Task objective => Count the lines in the records that contain the string "outlines", with case counting, and give only the number.

Items =>
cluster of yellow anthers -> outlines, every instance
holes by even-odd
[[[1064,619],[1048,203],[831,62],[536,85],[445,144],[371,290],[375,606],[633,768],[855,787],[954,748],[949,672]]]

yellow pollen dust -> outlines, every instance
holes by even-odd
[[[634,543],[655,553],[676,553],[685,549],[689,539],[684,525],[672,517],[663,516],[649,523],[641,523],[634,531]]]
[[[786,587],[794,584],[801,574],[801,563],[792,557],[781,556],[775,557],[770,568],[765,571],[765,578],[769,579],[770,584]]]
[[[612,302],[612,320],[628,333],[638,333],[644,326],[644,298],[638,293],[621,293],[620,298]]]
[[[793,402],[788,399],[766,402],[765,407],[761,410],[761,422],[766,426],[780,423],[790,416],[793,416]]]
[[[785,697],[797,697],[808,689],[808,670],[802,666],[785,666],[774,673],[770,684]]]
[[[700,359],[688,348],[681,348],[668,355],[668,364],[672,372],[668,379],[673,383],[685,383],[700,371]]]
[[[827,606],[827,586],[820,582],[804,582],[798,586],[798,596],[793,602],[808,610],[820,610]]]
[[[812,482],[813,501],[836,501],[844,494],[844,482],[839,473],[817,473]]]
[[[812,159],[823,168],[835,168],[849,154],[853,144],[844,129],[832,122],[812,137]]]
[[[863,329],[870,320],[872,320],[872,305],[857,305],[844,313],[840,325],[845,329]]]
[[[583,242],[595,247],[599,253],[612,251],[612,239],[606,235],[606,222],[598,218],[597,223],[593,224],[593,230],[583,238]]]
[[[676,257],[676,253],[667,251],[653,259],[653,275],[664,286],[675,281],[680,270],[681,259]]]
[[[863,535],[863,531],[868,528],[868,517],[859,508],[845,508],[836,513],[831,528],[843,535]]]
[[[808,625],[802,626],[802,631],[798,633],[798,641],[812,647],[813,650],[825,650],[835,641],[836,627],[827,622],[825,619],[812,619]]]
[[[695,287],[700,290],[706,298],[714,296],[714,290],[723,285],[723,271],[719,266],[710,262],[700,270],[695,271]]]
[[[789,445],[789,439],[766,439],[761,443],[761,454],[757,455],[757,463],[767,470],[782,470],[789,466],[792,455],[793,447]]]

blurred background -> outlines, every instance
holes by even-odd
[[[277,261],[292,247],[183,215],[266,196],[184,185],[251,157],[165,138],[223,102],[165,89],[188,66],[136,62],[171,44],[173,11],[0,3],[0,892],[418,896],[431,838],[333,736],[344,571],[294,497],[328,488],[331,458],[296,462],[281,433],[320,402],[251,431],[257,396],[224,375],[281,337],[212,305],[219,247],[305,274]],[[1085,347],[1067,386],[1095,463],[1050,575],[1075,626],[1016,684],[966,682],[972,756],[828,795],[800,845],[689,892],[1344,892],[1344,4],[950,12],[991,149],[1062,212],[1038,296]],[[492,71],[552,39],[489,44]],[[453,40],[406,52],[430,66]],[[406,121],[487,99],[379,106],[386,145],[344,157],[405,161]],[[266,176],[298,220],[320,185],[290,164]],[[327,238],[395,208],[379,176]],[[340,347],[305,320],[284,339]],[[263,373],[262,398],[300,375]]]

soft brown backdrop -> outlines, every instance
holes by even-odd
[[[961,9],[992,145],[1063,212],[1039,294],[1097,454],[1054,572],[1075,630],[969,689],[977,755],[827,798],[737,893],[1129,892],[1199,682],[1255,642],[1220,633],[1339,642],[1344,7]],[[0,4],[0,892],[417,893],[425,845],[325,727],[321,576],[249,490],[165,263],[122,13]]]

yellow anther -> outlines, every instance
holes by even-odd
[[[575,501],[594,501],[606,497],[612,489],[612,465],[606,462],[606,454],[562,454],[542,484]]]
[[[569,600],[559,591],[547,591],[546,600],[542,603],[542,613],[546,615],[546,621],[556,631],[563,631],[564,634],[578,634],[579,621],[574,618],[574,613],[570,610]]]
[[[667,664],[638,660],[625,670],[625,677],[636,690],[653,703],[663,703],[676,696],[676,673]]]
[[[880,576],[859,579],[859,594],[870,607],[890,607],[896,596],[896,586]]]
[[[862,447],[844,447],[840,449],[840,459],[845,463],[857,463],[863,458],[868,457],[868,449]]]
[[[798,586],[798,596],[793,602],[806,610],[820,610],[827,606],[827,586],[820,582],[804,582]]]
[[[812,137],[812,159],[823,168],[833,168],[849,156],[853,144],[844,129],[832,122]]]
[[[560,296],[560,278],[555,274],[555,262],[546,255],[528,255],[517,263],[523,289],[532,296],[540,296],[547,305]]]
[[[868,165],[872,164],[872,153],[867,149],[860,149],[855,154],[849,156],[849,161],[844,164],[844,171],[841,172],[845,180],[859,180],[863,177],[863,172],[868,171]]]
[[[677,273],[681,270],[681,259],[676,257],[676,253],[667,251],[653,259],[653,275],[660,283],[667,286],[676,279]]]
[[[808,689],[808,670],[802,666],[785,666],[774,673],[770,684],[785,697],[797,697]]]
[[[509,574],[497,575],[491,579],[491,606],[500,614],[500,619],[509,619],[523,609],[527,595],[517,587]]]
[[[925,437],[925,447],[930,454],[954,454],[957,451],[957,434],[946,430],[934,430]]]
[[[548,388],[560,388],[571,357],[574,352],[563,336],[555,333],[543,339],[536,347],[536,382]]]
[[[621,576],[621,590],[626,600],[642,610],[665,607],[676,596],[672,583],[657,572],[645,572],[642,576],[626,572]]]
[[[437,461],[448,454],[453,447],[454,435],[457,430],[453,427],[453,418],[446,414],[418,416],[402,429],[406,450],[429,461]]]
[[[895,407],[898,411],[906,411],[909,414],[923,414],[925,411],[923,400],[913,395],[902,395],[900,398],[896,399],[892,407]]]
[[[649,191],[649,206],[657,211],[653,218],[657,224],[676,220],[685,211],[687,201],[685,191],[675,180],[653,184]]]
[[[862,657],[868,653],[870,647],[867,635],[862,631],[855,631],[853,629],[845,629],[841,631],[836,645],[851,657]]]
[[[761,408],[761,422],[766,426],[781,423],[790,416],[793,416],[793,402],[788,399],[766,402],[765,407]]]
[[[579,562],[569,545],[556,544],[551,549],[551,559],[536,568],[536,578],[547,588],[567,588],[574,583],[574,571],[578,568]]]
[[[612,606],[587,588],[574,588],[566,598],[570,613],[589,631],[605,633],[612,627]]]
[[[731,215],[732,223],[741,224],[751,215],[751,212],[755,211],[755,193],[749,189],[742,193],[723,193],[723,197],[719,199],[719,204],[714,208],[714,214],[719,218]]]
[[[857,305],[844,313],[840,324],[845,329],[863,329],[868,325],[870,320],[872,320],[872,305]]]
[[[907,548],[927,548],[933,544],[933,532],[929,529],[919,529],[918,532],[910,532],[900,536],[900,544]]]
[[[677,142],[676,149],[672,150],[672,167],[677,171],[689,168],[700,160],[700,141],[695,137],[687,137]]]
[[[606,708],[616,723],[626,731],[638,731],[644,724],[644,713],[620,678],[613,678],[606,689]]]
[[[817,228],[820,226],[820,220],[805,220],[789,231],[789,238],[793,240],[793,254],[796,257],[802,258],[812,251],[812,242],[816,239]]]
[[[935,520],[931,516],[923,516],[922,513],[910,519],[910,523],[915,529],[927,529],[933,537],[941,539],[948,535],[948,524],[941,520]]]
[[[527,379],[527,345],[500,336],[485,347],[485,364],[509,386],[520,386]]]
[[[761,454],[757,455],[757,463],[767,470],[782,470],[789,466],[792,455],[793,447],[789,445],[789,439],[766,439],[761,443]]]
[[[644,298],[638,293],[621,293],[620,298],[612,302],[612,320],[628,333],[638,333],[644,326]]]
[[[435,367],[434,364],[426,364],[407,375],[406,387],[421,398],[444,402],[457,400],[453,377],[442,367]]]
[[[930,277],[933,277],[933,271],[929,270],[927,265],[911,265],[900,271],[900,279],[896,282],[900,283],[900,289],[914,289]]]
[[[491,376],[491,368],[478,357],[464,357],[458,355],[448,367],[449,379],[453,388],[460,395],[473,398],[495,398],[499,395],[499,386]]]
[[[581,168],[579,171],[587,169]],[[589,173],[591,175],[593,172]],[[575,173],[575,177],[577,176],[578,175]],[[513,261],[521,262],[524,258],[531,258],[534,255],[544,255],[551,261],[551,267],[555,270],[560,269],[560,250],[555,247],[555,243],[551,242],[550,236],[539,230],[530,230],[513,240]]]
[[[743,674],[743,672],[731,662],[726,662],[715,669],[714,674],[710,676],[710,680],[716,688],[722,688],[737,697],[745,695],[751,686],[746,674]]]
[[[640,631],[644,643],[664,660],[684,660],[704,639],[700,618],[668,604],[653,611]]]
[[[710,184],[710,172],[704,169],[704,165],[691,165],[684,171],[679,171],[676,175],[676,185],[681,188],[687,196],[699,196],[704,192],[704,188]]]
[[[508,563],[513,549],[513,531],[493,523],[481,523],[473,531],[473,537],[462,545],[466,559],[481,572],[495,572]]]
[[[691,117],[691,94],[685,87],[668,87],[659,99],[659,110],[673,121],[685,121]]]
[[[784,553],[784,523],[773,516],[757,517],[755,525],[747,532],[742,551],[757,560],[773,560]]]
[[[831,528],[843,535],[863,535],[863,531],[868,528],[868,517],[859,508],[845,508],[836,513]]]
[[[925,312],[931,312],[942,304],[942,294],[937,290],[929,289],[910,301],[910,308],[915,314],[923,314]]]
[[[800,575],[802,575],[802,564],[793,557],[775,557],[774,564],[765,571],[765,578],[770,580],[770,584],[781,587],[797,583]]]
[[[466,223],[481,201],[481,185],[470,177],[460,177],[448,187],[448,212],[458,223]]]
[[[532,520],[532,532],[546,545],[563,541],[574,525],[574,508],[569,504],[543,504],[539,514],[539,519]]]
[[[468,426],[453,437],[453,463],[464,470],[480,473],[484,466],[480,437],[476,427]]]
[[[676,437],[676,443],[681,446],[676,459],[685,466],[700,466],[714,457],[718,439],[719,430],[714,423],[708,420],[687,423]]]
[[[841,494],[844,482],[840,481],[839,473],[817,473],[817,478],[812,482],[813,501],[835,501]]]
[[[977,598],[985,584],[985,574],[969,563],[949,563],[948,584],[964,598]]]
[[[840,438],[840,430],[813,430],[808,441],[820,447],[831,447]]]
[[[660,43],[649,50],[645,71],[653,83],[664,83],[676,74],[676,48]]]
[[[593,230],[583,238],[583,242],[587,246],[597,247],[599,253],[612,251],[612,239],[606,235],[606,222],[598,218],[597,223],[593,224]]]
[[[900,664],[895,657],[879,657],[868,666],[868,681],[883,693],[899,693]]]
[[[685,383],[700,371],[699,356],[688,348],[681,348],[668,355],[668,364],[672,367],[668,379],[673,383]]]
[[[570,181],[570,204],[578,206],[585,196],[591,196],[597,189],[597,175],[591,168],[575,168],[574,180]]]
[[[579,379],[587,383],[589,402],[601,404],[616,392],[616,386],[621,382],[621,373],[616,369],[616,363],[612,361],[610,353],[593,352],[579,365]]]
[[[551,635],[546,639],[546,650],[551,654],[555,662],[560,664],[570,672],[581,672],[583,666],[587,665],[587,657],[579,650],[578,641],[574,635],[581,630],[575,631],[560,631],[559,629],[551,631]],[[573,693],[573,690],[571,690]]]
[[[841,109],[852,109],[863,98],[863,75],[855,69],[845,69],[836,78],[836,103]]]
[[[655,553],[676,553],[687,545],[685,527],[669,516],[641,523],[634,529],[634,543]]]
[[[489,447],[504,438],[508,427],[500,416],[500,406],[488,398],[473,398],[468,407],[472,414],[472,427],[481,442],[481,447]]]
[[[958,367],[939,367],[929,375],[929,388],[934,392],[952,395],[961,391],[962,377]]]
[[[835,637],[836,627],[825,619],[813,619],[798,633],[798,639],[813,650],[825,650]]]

Response to the task => 5